Source excerpt:
I understand what you and the GSG are saying.  I just disagree with it.

In C, everything is a pointer.  I could just write all of my code to not
use references at all and instead use 'T*' and 'const T*'.  You now
still have no idea when you read 'foo(&bar, &baz)'.

In C++ there is always const_cast, so even if something is passed by
const it _could_ be manipulated.  (Not to say this is good practice in
any way.  See ES.50).

It is a matter of public record[3] that I have reviewed on roughly
50-100kLOC a year for the last 5 years and I still don't buy into this
reviewer argument.  If someone is calling an API and I don't know what
that API is doing, I don't give them a +1 no matter how "obvious" it may
seem.

The rough summary of my viewpoint is:
    1) This syntax simply lulls you into a false sense of security as
       the reviewer.
    2) This syntax greatly diminishes aspects of modern C++ practices.
    3) This syntax is not recommended anywhere outside of Google.

> I do not see it standing in the way of FP at all, in FP you are
> usually dealing with immutable data types which you should use as much as
> possible i.e. const references, in the case that is expensive you have
> r-value references and pointers.

Data entries:
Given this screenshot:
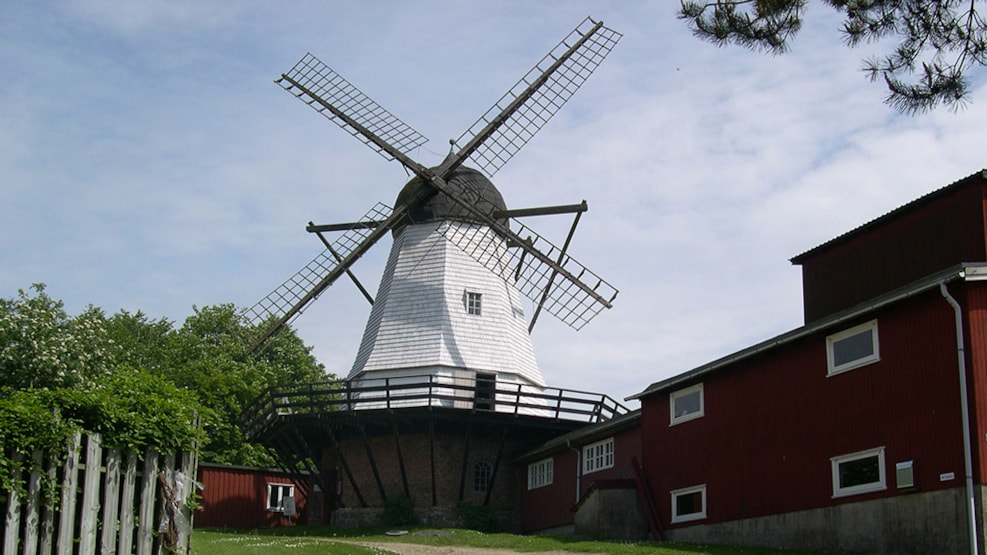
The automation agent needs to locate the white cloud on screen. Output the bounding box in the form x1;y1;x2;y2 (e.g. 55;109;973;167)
0;1;987;404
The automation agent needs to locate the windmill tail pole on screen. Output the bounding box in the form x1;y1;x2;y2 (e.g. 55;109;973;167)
528;200;589;333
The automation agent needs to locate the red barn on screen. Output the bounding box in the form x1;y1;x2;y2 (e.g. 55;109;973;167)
194;463;322;529
633;172;987;553
517;411;648;539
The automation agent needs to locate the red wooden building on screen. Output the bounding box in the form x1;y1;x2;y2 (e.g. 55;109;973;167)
194;463;322;529
516;411;648;539
633;172;987;553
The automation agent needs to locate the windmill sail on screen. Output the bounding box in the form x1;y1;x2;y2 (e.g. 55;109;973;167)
246;203;396;352
439;219;617;330
275;53;428;165
248;18;621;349
456;17;622;177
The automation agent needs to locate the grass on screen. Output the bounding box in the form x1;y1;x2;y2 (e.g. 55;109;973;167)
192;526;824;555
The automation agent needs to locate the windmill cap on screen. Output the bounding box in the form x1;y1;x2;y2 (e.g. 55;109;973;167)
394;166;507;235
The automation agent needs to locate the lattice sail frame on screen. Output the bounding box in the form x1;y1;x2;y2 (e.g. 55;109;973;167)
275;53;428;161
258;17;622;350
244;202;393;325
456;17;623;178
438;218;617;330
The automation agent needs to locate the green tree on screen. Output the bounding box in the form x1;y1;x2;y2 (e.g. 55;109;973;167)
107;304;331;465
0;284;333;470
0;284;116;389
679;0;987;114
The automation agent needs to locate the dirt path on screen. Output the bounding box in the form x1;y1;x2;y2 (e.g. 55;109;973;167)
346;542;603;555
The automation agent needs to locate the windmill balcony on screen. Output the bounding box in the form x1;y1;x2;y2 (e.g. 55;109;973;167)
241;374;628;441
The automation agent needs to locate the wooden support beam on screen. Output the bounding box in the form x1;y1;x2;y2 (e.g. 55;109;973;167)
391;420;411;499
323;425;367;508
459;421;473;503
358;424;387;501
483;426;510;507
428;412;439;507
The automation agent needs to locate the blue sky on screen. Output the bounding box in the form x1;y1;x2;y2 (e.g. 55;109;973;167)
0;0;987;404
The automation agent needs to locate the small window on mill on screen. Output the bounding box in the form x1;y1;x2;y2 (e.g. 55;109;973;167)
473;461;493;493
466;291;483;316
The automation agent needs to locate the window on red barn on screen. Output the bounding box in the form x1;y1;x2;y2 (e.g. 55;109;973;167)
671;484;706;523
528;458;554;490
583;437;613;474
668;383;706;426
830;447;888;497
826;320;881;376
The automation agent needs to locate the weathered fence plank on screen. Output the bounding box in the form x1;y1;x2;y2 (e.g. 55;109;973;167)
23;451;44;554
0;434;196;555
136;449;158;555
3;453;24;555
38;457;58;555
117;451;137;554
99;449;120;555
79;433;103;555
55;432;82;555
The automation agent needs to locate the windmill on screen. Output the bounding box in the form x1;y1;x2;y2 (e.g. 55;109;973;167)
241;18;627;526
247;17;621;390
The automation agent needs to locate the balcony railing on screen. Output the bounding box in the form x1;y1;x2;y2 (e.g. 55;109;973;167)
241;375;628;439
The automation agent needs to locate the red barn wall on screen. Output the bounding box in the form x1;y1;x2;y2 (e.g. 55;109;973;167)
951;282;987;483
194;465;306;529
520;426;641;532
793;179;987;323
642;291;964;526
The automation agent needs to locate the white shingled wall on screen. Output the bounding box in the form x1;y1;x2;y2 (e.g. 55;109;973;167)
349;223;544;386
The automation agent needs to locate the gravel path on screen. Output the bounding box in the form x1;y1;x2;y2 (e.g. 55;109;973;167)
346;542;602;555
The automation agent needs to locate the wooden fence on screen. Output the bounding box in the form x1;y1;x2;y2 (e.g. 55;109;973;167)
0;434;196;555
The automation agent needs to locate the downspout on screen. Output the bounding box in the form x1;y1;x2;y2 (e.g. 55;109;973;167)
939;281;979;555
565;441;583;503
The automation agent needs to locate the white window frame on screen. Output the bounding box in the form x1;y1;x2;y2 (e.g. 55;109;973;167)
830;446;888;498
826;320;881;376
528;457;555;490
669;484;706;524
267;482;295;513
466;291;483;316
473;461;493;493
583;437;614;474
668;383;706;426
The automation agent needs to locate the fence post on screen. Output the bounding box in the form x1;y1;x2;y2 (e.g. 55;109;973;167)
55;432;82;555
38;454;58;555
117;451;137;555
23;451;44;553
3;453;24;555
79;433;103;555
137;448;158;555
99;449;122;555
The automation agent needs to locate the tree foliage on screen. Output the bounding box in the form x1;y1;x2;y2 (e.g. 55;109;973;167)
0;284;113;389
679;0;987;114
0;285;329;465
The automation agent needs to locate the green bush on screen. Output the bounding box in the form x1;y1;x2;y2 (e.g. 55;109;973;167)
459;503;501;533
380;495;421;526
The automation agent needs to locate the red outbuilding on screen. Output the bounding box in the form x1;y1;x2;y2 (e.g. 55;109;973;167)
633;172;987;553
194;463;322;529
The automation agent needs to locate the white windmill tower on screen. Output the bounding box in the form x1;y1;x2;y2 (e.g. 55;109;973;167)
348;167;545;409
241;18;626;525
249;18;620;408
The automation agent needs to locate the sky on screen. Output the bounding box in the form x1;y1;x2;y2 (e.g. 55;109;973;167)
0;0;987;408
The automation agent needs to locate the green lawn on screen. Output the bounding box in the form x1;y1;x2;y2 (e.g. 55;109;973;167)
192;526;824;555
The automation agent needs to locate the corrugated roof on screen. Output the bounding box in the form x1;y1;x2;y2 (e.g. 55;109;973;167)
789;169;987;264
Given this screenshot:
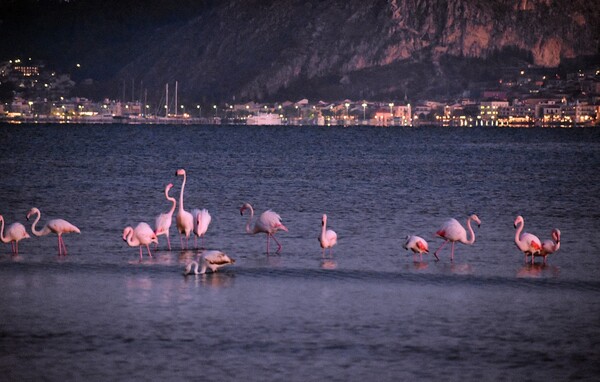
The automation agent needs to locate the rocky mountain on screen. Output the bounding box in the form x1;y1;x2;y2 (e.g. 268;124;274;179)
2;0;600;101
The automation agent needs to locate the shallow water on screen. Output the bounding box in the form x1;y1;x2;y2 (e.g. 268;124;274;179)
0;125;600;381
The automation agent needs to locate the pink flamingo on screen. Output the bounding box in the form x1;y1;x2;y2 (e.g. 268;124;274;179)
183;250;235;276
123;222;158;261
240;203;288;254
540;228;560;264
192;208;212;248
514;215;542;264
154;183;177;251
319;214;337;256
402;235;429;261
0;215;29;255
27;207;81;256
433;214;481;261
175;168;194;249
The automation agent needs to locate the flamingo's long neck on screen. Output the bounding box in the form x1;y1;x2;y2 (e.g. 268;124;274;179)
179;174;186;213
165;190;176;215
465;217;475;244
246;204;256;233
552;231;560;252
515;221;525;248
0;217;8;244
31;211;50;236
125;228;140;247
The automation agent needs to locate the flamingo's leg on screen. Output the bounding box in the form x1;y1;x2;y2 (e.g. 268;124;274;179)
433;240;450;260
271;235;281;253
60;236;67;256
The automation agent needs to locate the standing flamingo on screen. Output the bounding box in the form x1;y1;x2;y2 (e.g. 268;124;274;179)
154;183;177;251
540;228;560;264
175;168;194;249
433;214;481;261
27;207;81;256
514;215;542;264
402;235;429;261
0;215;29;255
123;222;158;261
192;208;212;248
319;214;337;257
240;203;287;254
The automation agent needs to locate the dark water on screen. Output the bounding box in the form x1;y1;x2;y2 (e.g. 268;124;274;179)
0;125;600;381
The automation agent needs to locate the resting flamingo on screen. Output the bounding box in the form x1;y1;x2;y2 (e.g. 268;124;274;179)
183;251;235;276
154;183;177;251
319;214;337;256
192;208;212;248
0;215;29;255
402;235;429;261
175;168;194;249
123;222;158;261
240;203;288;254
27;207;81;256
433;214;481;261
540;228;560;264
514;215;542;264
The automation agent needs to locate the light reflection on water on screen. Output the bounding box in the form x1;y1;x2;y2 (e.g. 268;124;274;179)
0;126;600;381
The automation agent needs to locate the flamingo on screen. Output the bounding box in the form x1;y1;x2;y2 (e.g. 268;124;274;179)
192;208;212;248
240;203;288;254
27;207;81;256
154;183;177;251
183;251;235;276
123;222;158;262
319;214;337;256
540;228;560;264
0;215;30;255
433;214;481;261
402;235;429;261
175;168;194;249
514;215;542;264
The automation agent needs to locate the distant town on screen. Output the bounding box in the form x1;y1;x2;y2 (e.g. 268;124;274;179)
0;59;600;127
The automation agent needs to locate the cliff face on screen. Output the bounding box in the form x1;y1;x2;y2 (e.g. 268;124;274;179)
68;0;600;100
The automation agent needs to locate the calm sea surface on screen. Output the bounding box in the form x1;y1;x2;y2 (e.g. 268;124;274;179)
0;125;600;381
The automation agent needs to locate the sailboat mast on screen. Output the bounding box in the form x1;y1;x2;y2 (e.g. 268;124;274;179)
175;81;177;117
165;83;169;117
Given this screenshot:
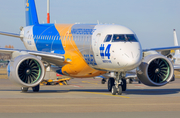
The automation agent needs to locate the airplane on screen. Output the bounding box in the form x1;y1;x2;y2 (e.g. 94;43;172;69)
168;29;180;70
0;0;180;95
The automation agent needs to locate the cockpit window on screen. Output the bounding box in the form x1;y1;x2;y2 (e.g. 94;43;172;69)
104;34;138;42
112;34;126;42
112;34;137;42
104;35;112;42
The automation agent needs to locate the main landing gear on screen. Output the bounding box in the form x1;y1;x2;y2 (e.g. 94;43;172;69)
108;72;127;95
21;84;40;93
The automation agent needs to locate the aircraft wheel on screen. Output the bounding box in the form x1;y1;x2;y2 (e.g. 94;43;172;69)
107;78;114;91
32;85;40;92
111;86;117;95
118;85;123;95
122;79;127;91
21;87;28;93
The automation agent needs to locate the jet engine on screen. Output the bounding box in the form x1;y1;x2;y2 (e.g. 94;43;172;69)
7;54;45;87
137;54;174;86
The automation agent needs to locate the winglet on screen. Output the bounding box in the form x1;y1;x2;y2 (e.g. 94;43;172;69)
173;29;179;55
26;0;39;26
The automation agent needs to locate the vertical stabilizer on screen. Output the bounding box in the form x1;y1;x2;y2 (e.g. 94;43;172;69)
173;29;179;55
25;0;39;26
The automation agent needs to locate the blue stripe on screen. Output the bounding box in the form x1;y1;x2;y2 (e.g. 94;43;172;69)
25;0;39;26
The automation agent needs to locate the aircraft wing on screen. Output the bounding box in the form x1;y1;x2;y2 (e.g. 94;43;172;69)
143;46;180;52
0;48;65;66
0;31;21;38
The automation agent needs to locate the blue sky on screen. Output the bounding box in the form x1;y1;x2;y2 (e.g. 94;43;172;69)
0;0;180;49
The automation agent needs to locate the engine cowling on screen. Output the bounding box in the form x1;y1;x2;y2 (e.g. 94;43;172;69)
137;54;174;86
7;54;45;87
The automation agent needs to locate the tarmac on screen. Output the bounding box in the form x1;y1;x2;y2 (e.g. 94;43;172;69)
0;78;180;118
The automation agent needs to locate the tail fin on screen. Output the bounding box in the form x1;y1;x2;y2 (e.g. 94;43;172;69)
26;0;39;26
174;29;179;55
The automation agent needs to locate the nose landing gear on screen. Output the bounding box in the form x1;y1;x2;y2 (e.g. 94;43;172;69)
108;72;126;95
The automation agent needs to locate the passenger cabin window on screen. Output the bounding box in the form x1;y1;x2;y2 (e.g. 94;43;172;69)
112;34;137;42
104;35;112;42
126;34;137;42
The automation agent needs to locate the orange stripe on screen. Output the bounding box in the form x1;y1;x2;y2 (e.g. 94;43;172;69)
55;24;106;77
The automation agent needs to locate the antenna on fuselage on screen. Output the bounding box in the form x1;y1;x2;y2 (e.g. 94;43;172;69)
47;0;50;23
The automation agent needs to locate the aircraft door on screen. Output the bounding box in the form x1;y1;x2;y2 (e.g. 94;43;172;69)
93;33;102;64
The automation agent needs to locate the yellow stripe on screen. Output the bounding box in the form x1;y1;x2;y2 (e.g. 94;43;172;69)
85;92;130;98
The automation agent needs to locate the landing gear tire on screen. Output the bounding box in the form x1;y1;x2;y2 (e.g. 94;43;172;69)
111;86;117;95
118;85;123;95
21;87;28;93
32;85;40;92
122;79;127;91
107;78;114;91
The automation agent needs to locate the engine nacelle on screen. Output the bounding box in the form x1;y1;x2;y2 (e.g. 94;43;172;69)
7;54;45;87
137;54;174;86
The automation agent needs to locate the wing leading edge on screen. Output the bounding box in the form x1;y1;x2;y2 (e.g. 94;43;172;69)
0;48;65;66
0;31;22;38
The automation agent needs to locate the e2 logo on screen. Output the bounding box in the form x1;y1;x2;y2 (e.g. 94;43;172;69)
99;44;111;59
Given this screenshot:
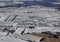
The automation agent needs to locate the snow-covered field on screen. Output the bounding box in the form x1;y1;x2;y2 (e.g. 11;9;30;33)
0;6;60;42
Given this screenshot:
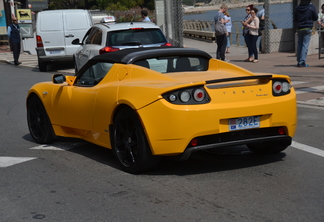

Short task:
In the forum post on C++ pointer syntax, how much code does the writer say they have reviewed each year, and for how long?

Response:
Roughly 50-100kLOC a year for the last 5 years.